出題内容 1 ▸ 相場見通しの本文の内容と、次の(a)〜(c)は合っていますか。それぞれ「はい」か「いいえ」で答え、判断の決め手となる本文の語句をそのまま引用してください。(a) 予想レンジの上限は21000円である。(b) 米中通商協議では明確な合意に達した。(c) アップルの決算発表予定は16日である。
出題内容 2 ▸ 相場見通しの本文にある「決算を控えて大型株が動きにくい中、中小型株の個別株物色が継続されそうだ。」という文は、英語でどう訳せますか。
出題内容 3 ▸ 相場見通しの本文を、最後の文のあとから書き継いでください。

来週の相場で注目すべき3つのポイント:英EU離脱合意案の議会採決、米企業決算本格化、米政府機関閉鎖問題

市況
2019年1月12日 19時37分

■株式相場見通し

予想レンジ:上限21000-下限19500円

来週の日経平均は20000円台を固める展開が見込まれる。NYダウは現地4日から10日の5日続伸で1315ドル超の上昇幅を見て一服のタイミングが見込まれ、日経平均はこれに影響を受けて伸び悩む可能性がある。先の米中通商協議では明確な合意がなく、次回の主席交渉官協議へと持ち越しになった。米予算を含む政府機関閉鎖、米金融政策、欧州政治リスクと不透明要因が重なる中で、日経平均は為替動向に影響を受けやすくなることが予想される。また、再来週21日はキング牧師誕生記念日で米国市場は3連休を控えていることも週後半の見送りムードを高めることにもなりそうだ。ただし、テクニカル的にみた日経平均は7日以降、上昇中の5日移動平均線上での推移を堅持しており、基調的には水準訂正高の動きが継続と見ることができる。20800円近辺に低下してきた25日移動平均線が目先の上値メドとして意識されるが、21000円近辺までは昨年12月に短期で急落した価格帯にあることから、買いのエネルギー次第では戻りに弾みが付く可能性もある。

物色的には、主要3月期企業の第3四半期決算発表を21日からの週に控え、来週は4営業日であることも相まって手掛かり材料に欠ける週となろう。3月期決算企業および設備投資、中国関連株の指針となる安川電機<6506>は、10日に通期予想を下方修正したものの、株価は織り込み済みとなって売り買いが交錯した。また、主要上場企業の第2四半期(4-9月)決算時の想定為替レートは1ドル約110円、12月調査の日銀短観による想定為替レートは1ドル109.41円であり、現状の為替はこれよりも円高となっていることから、主力ハイテク株も買いが続きにくい。米国では14日にシティ、15日にJPモルガン、16日にバンク・オブ・アメリカ、ゴールドマン・サックスと金融株を先陣に決算発表が本格化する。なお、アップルの決算発表予定は29日だ。決算を控えて大型株が動きにくい中、中小型株の個別株物色が継続されそうだ。

■為替市場見通し

来週のドル・円は下げ渋りか。米連邦準備制度理事会(FRB)が9日に公表した連邦公開市場委員会(FOMC)議事要旨(昨年12月18-19日開催分)によると、多くのメンバーが株安への懸念から追加利上げに慎重姿勢を示したことが判明した。それにより、米国経済の減速感が強まり、年内利上げ観測は後退した。

抽出資料 ▸
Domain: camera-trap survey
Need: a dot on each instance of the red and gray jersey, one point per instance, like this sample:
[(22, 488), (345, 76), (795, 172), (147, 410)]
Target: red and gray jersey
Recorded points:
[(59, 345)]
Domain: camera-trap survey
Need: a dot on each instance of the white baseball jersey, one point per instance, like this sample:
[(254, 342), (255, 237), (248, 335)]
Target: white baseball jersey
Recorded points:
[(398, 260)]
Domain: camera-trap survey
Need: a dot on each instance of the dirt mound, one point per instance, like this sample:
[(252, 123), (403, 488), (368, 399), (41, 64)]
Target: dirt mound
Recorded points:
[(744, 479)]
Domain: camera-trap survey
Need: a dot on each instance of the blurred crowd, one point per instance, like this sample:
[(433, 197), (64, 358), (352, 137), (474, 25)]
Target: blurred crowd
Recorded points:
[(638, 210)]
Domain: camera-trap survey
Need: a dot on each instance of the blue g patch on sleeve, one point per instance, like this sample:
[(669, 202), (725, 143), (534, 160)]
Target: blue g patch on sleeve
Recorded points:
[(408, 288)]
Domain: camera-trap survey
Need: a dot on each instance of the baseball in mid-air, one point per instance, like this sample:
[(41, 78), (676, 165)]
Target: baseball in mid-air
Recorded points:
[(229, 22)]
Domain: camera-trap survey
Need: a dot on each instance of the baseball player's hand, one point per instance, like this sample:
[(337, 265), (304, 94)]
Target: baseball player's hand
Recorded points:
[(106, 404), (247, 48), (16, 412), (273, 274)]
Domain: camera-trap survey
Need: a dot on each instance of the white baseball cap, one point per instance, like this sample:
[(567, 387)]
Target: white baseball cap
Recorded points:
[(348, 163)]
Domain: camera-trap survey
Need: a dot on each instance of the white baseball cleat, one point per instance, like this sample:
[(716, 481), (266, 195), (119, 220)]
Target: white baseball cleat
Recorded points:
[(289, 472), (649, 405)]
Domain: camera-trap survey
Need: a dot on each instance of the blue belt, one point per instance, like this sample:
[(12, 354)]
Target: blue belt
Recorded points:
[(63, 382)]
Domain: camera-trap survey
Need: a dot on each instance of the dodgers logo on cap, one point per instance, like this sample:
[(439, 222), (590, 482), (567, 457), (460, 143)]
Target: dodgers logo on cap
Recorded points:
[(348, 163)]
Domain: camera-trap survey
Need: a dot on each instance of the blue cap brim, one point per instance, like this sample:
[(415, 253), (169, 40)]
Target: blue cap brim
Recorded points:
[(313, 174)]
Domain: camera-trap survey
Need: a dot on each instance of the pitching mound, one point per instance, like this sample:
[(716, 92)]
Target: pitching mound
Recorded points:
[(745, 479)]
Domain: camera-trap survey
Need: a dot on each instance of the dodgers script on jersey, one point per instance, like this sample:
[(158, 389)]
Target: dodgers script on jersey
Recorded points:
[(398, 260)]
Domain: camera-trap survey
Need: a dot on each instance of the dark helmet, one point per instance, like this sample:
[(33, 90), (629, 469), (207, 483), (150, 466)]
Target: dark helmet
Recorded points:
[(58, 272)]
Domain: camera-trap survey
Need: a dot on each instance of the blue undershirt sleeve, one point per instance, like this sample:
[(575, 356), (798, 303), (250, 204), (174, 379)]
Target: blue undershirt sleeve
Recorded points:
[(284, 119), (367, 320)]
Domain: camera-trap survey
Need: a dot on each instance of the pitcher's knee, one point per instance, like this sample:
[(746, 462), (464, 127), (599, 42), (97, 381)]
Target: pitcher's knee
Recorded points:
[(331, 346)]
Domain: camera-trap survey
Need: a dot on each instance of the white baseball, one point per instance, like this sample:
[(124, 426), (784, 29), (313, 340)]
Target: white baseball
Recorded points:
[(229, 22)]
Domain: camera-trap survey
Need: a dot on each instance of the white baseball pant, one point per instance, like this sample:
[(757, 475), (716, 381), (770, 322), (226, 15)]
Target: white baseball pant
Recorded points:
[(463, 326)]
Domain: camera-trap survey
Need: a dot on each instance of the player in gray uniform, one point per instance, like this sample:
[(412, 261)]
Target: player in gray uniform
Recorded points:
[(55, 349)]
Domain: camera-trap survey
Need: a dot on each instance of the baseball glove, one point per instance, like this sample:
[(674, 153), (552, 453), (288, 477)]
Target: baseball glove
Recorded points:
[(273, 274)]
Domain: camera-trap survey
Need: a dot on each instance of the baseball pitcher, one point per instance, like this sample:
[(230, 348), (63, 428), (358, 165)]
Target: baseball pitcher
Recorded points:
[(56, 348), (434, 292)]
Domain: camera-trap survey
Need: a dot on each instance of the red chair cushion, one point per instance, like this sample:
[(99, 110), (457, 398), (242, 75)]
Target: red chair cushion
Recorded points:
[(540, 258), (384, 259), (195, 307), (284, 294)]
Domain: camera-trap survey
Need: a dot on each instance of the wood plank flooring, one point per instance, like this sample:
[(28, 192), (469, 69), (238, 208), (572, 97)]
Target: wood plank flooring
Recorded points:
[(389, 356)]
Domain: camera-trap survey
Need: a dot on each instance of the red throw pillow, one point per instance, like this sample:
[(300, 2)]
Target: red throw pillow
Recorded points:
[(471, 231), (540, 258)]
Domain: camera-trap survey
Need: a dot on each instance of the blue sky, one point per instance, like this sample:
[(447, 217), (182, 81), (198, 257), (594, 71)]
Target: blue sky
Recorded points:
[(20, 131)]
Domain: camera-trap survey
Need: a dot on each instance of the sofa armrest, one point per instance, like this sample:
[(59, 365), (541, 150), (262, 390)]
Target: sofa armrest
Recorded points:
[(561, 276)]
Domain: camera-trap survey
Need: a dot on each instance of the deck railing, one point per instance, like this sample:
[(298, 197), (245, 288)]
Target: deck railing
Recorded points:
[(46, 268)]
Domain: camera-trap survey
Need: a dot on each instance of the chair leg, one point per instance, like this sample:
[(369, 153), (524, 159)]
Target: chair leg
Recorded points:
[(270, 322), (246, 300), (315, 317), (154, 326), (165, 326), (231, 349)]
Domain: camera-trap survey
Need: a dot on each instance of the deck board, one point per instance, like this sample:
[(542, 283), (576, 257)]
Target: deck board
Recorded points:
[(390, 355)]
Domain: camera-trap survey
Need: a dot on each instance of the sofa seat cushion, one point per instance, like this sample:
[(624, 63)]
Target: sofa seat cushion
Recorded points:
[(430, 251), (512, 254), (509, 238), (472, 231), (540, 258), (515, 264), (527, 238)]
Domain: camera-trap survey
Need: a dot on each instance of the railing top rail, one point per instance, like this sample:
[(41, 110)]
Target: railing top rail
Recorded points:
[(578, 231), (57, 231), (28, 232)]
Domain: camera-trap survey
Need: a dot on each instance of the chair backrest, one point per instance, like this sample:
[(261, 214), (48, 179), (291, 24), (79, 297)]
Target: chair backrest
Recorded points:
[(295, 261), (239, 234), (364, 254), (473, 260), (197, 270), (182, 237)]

* * *

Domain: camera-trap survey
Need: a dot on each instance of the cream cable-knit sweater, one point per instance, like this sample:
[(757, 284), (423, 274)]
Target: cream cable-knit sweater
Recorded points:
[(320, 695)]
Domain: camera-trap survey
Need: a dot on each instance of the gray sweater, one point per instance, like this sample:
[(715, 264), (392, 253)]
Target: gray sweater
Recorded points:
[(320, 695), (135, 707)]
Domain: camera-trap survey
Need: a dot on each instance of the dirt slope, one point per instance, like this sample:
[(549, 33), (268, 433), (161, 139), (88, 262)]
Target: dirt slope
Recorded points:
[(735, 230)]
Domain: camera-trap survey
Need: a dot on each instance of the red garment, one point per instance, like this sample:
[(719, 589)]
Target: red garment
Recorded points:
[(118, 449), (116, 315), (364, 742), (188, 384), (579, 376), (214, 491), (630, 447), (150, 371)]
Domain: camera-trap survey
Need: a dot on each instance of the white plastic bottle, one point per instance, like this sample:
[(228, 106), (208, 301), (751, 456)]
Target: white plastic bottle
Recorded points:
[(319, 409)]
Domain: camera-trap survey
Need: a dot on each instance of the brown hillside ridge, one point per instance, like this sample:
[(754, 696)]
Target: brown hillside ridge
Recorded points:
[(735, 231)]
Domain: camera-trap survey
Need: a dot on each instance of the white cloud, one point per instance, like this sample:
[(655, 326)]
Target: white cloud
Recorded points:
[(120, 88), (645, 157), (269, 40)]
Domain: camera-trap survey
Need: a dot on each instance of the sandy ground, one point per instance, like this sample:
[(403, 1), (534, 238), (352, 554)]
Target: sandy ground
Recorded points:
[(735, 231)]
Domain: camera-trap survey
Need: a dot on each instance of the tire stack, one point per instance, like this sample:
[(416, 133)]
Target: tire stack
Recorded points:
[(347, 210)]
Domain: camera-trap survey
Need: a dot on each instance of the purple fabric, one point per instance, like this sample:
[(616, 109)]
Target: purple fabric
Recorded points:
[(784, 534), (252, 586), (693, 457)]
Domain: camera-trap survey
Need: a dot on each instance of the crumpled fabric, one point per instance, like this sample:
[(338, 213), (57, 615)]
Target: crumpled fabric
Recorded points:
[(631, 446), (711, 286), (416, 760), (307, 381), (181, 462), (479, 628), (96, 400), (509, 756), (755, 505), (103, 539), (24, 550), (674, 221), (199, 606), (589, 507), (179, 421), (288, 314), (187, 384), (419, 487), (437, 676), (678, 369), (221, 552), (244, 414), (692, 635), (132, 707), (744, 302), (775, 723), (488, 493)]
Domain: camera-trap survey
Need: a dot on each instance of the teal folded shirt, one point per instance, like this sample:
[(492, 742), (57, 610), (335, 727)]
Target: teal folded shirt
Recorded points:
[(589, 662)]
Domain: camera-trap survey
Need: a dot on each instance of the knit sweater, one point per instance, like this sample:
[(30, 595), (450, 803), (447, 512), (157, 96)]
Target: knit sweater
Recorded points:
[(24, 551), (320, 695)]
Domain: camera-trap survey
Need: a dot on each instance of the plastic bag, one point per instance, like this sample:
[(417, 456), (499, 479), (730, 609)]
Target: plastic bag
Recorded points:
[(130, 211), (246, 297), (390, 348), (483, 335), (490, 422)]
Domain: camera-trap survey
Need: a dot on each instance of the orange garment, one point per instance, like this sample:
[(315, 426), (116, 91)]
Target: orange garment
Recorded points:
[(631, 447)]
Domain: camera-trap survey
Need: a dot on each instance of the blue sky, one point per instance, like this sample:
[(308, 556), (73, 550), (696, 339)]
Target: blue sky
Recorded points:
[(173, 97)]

--

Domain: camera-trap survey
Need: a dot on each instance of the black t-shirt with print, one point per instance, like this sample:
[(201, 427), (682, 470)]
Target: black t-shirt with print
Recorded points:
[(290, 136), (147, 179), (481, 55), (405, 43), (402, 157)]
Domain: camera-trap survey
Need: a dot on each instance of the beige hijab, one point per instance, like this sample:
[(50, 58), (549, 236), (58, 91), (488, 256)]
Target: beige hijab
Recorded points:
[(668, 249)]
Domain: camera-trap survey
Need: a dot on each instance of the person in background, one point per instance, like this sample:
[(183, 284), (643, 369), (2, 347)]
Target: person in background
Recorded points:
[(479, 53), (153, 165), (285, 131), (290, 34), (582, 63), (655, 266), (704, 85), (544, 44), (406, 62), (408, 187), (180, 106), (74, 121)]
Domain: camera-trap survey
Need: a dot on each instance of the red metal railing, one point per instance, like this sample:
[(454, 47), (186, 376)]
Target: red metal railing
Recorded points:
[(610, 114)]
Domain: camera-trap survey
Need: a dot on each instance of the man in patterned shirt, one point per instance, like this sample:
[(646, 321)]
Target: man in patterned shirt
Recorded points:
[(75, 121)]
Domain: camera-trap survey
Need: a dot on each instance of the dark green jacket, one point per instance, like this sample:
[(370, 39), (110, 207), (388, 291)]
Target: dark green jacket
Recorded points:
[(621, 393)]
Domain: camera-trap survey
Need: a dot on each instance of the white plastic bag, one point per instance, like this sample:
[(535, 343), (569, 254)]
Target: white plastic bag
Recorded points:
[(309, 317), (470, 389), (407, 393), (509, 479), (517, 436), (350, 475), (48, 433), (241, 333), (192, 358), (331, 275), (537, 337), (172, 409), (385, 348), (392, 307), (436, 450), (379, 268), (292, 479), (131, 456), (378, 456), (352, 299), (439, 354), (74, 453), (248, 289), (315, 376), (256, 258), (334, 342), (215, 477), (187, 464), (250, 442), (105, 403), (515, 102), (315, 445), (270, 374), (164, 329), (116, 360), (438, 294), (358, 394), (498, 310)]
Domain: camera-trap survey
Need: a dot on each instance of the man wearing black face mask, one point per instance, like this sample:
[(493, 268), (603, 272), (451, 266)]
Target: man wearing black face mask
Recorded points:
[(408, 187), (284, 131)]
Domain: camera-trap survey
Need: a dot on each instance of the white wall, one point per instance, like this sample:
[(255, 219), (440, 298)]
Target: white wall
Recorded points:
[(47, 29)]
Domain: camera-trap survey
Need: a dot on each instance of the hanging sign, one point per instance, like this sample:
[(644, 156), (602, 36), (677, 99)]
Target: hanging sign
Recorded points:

記述回答 1 ▸
(a) はい。「予想レンジ:上限21000-下限19500円」
(b) いいえ。「先の米中通商協議では明確な合意がなく」
(c) いいえ。「なお、アップルの決算発表予定は29日だ。」

記述回答 2 ▸ With large-cap stocks unlikely to move ahead of earnings reports, selective buying of individual small- and mid-cap stocks looks set to continue.

記述回答 3 ▸
パウエルFRB議長はその後の講演でバランスシートの正常化について言及したものの、来週発表される小売売上高やフィラデルフィア製造業景況指数などの経済指標が低調だった場合、ドル買い意欲は弱まりそうだ。英国の欧州連合(EU)離脱合意案が15日にも議会採決されるが、議会承認を得られない場合は政局混迷でリスク回避の円買いに振れる可能性があろう。

しかしながら、貿易・通商問題を巡る米国と中国の対立は解消されつつあるとの期待が広がっており、リスク回避的な円買いは一服している。米政府機関の閉鎖は続いており、完全再開の保証はないものの、米下院は11日、連邦政府機関の再開に向けた法案を賛成多数で可決した。共和党のマコネル上院院内総務は上院で「同法案を採決にかける意向はない」と表明したが、トランプ大統領の決断次第では、早期再開の可能性は残されており、ドルに対する支援材料となりそうだ。

■来週の注目スケジュール

1月14日(月):株式市場は祝日のため休場(成人の日)、中貿易収支、露日外相会談など

1月15日(火):日本工作機械受注、欧貿易収支、英EU離脱合意案の議会採決など

1月16日(水):機械受注、対米証券投資収支、米小売売上高など

1月17日(木):ユーロ圏CPI、トルコ中央銀行が政策金利発表、米住宅着工件数など

1月18日(金):欧経常収支、米鉱工業生産指数など

1月19日(土):第1回TPP委員会(閣僚級)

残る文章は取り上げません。